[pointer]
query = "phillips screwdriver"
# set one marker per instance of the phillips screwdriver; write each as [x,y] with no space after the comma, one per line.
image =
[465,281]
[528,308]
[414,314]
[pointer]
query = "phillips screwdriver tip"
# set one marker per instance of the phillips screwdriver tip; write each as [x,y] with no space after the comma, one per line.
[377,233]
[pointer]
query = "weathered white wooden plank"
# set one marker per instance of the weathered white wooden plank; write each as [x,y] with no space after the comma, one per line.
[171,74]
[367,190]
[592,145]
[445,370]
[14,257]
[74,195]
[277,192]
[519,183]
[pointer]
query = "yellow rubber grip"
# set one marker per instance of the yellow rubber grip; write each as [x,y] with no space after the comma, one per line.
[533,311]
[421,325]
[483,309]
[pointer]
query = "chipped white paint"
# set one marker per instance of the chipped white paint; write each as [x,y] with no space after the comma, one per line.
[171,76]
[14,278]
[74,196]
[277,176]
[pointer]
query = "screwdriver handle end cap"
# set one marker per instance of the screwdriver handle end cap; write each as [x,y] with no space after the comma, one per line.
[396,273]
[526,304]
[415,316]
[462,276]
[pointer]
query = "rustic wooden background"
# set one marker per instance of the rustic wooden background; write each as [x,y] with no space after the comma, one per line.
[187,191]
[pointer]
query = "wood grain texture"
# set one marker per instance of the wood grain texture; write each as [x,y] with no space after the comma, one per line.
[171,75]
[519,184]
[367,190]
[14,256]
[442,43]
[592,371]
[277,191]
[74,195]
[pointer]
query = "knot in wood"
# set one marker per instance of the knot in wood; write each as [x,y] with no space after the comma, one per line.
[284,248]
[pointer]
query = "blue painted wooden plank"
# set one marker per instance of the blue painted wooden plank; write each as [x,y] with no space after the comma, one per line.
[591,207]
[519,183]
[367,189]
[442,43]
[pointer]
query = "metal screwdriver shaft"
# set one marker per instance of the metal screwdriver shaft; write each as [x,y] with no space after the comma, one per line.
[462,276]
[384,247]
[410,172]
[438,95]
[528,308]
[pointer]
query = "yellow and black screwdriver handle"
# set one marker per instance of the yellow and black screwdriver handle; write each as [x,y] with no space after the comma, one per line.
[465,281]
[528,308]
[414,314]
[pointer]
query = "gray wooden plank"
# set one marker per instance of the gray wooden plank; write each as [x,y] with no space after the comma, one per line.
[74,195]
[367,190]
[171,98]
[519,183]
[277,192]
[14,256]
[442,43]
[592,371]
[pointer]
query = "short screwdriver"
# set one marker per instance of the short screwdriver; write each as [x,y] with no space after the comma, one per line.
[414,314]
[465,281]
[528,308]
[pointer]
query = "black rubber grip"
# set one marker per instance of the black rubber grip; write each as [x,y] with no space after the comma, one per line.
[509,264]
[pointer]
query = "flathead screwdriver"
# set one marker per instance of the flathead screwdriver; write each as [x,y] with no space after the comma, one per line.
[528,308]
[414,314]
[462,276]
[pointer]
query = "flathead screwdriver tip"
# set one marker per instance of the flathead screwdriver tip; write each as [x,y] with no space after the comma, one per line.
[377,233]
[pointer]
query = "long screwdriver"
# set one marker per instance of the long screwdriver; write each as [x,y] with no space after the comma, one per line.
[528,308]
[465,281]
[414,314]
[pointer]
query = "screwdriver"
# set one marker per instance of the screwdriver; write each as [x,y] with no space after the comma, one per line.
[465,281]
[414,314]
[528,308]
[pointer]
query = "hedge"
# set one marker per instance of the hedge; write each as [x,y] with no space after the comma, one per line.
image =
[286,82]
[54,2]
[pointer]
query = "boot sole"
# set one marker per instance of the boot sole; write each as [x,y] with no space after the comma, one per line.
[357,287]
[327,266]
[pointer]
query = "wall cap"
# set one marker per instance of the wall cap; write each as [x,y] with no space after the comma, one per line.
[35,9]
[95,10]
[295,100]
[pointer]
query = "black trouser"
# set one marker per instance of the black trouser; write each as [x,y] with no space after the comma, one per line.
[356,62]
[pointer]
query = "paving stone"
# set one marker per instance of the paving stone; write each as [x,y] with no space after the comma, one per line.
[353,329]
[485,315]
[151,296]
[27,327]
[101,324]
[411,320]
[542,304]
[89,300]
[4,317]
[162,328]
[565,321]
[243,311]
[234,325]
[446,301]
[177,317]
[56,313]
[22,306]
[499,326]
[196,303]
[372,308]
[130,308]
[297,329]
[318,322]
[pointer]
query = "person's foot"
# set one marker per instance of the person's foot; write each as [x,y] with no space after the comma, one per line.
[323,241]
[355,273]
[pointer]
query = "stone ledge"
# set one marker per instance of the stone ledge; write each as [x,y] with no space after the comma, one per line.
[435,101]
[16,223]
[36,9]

==============================

Work task
In full and verbatim, repeat the records given above.

Task output
[pointer]
query = "phillips screwdriver"
# set one marker per instance of the phillips screwdriver; write each as [x,y] with no space after the comma, one per line.
image =
[465,281]
[528,308]
[414,314]
[pointer]
query = "phillips screwdriver tip"
# set one marker per instance of the phillips screwdriver tip; write each as [x,y] with no space after the comma, one per line.
[377,233]
[pointer]
query = "weathered white wooden plank"
# set one marker per instance of the weathered white wooden plank; write each as [x,y] with no space after the comma, one per line.
[171,74]
[367,190]
[592,145]
[445,370]
[14,257]
[74,195]
[277,192]
[519,183]
[pointer]
query = "yellow rubber grip"
# set one marker per instance of the yellow rubber grip; write each as [x,y] with no space after the comma, one per line.
[533,311]
[421,325]
[483,309]
[pointer]
query = "chipped white paint"
# set one marker per instance of the chipped white paint; write each as [x,y] with no space after the comma, one per line.
[171,76]
[14,278]
[74,196]
[277,176]
[pointer]
query = "screwdriver handle end cap"
# set one marker per instance of the screwdriver handle end cap; write each as [x,y] with no space after the comma, one per line.
[396,273]
[526,304]
[415,316]
[462,276]
[pointer]
query = "rustic wooden background"
# set one marker per instance of the rustic wooden background; write each as [x,y] with no space after the comma, one per line.
[187,191]
[pointer]
query = "wood grain texture"
# set one marker per instance of the wood grain texture; write each as [x,y] with no space after the comma, one per line.
[171,75]
[519,184]
[367,190]
[14,256]
[442,43]
[592,371]
[277,191]
[74,195]
[pointer]
query = "knot in wood"
# set one marker per instance of the knot in wood; write each as [x,y] with no space after the comma, one per line.
[284,248]
[pointer]
query = "blue painted wooden plank"
# set one marker per instance of the blue painted wooden plank; write each as [x,y] with no space after the comma, one per line.
[591,207]
[519,183]
[367,189]
[442,43]
[pointer]
query = "metal screwdriver shaft"
# set one marker per instance of the metal screwdriver shaft; write each as [x,y] with no space after the comma, one per line.
[462,276]
[384,247]
[410,172]
[438,95]
[528,308]
[pointer]
query = "yellow and black screwdriver handle"
# set one marker per instance of the yellow and black screwdriver handle; write each as [x,y] with no space after the comma, one per line.
[465,281]
[528,308]
[414,314]
[pointer]
query = "gray wooden plank"
# set one marker per instance of the gray wooden plank; write each as [x,y] with no space after the comma, one per line.
[74,195]
[367,190]
[171,98]
[519,183]
[277,192]
[14,256]
[442,43]
[592,371]
[pointer]
query = "short screwdriver"
# set one marker per instance of the short screwdriver; write each as [x,y] with no space after the comma, one per line.
[414,314]
[465,281]
[528,308]
[pointer]
query = "black rubber grip"
# set one marker per instance of the black rubber grip; write each as [x,y] with no space after the comma, one per line.
[509,264]
[pointer]
query = "flathead screwdriver"
# set one marker per instance of the flathead screwdriver; write each as [x,y] with no space after the comma, one per line.
[528,308]
[414,314]
[462,276]
[pointer]
query = "flathead screwdriver tip"
# set one marker per instance of the flathead screwdriver tip; write each as [x,y] with no space after the comma, one per line.
[377,233]
[pointer]
query = "long screwdriver"
# set one marker per instance of the long screwdriver; write each as [x,y] with no space after the comma, one per line.
[528,308]
[465,281]
[414,314]
[pointer]
query = "screwdriver"
# set one marker per instance of the screwdriver; write each as [x,y] with no space after the comma, one per line.
[465,281]
[414,314]
[528,308]
[pointer]
query = "hedge"
# set one marker per instance of the hedge; write each as [x,y] with no space after the comma, one per line.
image =
[286,82]
[54,2]
[pointer]
query = "boot sole"
# set one marker per instance of the boot sole; write each as [x,y] with no space after the comma, one per line.
[357,287]
[327,266]
[pointer]
query = "wall cap"
# set one marker per instance of the wall cap; write each as [x,y] with no space after the comma, one per line.
[35,9]
[95,10]
[295,100]
[pointer]
query = "black trouser"
# set one marker per instance of the black trouser; write each as [x,y] with no space after the comma, one per line.
[356,62]
[pointer]
query = "paving stone"
# set one marker per instance of the paving stone; write each as [x,y] with no space after the comma, one per line.
[353,329]
[485,315]
[151,296]
[27,327]
[101,324]
[411,320]
[542,304]
[89,300]
[4,317]
[162,328]
[565,321]
[243,311]
[234,325]
[446,301]
[177,317]
[56,313]
[22,306]
[499,326]
[196,303]
[372,308]
[130,308]
[297,329]
[318,322]
[pointer]
query = "person's foot"
# set one marker per instance of the person's foot; write each as [x,y] with no space after the comma, one per line.
[323,241]
[355,273]
[pointer]
query = "stone ledge"
# set one marker per instance of the stone ledge; write each as [x,y] with no space after the comma, one per line.
[435,101]
[16,223]
[36,9]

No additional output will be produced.